_SET TASK:_
Emit only the lines from the line containing "For every instance of the white wall" through the last line of the entries, unchanged.

..............................

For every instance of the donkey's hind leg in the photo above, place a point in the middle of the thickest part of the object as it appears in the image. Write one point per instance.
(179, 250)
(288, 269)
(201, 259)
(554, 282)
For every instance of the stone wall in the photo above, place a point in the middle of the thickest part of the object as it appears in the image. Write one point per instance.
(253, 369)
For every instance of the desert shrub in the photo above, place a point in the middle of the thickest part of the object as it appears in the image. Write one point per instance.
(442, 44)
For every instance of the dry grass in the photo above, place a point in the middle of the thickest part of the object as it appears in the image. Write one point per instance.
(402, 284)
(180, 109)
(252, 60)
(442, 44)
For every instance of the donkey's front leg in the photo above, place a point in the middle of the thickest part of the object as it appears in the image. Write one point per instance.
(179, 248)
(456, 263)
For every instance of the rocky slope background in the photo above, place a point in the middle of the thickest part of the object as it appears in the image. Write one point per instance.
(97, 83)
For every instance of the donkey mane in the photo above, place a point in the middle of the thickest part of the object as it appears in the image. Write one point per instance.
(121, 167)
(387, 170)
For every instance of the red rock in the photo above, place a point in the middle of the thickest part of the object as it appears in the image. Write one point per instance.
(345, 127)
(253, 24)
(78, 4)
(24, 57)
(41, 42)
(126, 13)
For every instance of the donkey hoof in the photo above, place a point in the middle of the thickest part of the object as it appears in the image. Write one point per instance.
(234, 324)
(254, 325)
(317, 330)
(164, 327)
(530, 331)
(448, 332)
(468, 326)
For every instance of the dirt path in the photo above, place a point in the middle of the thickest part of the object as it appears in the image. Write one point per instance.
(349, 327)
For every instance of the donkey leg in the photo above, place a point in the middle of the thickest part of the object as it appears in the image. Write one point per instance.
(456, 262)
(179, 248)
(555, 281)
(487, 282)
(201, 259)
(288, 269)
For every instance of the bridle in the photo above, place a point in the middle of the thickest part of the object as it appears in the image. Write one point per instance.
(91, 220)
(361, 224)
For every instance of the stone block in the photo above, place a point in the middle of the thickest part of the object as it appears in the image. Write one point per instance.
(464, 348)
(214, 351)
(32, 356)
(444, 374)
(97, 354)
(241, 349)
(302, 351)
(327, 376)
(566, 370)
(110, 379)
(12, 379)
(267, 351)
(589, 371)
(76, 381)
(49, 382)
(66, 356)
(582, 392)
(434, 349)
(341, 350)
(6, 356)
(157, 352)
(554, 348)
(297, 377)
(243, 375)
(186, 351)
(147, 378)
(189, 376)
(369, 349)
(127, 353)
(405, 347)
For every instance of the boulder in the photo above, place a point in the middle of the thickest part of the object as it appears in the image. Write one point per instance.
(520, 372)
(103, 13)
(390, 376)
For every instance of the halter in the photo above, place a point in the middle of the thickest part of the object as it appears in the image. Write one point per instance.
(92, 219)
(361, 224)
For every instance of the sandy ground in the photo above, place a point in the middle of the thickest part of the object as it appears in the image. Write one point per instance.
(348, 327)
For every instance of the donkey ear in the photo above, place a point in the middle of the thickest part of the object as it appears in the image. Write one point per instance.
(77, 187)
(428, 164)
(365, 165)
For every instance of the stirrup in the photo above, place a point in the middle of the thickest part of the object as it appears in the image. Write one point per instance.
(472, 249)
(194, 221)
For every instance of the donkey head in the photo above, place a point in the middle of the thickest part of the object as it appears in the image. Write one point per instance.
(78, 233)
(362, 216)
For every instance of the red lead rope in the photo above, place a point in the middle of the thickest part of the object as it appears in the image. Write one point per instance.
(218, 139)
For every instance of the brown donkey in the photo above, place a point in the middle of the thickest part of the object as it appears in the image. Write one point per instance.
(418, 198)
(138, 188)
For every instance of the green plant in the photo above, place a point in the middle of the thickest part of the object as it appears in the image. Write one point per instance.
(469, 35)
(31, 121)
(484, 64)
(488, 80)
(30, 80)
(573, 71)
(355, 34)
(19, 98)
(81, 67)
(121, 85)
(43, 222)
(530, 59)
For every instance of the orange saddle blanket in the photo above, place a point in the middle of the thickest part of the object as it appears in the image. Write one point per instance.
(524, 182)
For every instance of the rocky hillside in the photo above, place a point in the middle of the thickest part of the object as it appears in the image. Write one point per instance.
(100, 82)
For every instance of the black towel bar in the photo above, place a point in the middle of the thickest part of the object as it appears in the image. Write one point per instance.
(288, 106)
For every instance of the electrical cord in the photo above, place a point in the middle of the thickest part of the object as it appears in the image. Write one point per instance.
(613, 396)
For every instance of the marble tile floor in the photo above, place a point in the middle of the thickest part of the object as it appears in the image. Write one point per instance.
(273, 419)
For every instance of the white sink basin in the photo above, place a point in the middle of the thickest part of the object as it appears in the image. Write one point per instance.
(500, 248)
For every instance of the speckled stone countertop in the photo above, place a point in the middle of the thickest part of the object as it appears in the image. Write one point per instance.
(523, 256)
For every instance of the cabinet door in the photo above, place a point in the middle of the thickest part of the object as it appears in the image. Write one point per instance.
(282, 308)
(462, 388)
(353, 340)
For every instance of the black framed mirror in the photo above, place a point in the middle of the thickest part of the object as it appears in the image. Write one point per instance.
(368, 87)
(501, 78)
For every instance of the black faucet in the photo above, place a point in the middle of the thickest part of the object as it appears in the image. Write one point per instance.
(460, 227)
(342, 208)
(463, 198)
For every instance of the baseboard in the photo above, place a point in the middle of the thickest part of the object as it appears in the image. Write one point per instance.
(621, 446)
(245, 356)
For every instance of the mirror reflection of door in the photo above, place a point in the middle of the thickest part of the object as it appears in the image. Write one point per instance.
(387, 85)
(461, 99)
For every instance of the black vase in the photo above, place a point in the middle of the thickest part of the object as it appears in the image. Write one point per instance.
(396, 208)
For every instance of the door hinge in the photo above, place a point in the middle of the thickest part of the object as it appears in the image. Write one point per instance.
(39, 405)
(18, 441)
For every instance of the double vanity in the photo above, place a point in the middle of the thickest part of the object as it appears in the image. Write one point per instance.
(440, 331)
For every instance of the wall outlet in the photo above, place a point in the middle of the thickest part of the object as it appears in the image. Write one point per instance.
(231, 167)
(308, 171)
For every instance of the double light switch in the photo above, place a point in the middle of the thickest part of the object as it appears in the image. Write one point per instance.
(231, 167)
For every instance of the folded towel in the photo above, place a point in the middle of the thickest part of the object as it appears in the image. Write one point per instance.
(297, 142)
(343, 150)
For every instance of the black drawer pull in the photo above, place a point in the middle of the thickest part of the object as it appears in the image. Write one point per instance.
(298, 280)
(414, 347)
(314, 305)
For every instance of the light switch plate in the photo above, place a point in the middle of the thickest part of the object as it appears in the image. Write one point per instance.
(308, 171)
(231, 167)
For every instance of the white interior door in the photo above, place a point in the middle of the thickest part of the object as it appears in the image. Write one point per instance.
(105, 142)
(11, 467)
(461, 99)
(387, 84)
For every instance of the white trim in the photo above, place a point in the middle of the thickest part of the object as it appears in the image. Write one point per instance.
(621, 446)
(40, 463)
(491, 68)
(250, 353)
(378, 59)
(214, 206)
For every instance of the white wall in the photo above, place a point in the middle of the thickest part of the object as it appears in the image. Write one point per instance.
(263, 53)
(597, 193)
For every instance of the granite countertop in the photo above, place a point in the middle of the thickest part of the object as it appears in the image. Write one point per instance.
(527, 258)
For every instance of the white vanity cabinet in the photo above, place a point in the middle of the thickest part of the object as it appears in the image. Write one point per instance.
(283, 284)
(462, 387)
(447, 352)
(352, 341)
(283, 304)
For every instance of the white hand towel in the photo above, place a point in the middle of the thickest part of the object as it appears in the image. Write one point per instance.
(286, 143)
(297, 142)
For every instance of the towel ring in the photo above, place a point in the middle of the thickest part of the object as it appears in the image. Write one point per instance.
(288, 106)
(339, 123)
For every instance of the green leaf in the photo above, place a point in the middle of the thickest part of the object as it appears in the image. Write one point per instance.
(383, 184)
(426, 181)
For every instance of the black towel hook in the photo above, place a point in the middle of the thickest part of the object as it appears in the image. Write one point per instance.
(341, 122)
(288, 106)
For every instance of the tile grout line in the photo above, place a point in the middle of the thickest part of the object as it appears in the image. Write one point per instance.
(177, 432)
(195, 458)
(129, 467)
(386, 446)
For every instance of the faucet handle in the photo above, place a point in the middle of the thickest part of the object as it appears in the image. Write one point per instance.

..............................

_EXERCISE RESULT:_
For every instance of the white wall in the photo above, place a point in the middle of the thickest part of the object as it appears in the image. Write one point per instance.
(263, 53)
(597, 193)
For every instance of the granite countertop in the photo above, place a point in the middle of the thickest part of the object as it appears in the image. Write one point per instance.
(527, 258)
For every instance of the white vanity cabinet in the photo above, place a point in the middle of the thickest part of the object as it appears in the image. Write one point per instance.
(283, 284)
(462, 387)
(447, 352)
(352, 341)
(283, 304)
For every instance of the white hand towel in the photo above, place a point in the middle of the thickest part of the object as it appears in the image. Write one point per instance.
(286, 143)
(297, 142)
For every instance of the towel ring in the photo above, place a point in the middle of the thickest part of the object as it appears in the image. Write one point per instance.
(288, 106)
(339, 123)
For every instance of the green leaf in the photo above, place a point in the middle of the thickest part of the object as it appears in the image. Write one point per instance.
(383, 184)
(426, 181)
For every instance of the black towel hook in the photo above, place a point in the middle of the thickest part of the object as it appears in the image. Write one point per instance.
(341, 122)
(288, 106)
For every instance of the tile grout line in the photo above, place a point in the middle of the thickest part of the object as it appears in the image. Write one point per instance.
(177, 432)
(195, 458)
(129, 467)
(386, 446)
For every instance of the faucet handle in the photo above, place a point in the middle of the thickest part of the object as it appears in the image. Write one point per instance.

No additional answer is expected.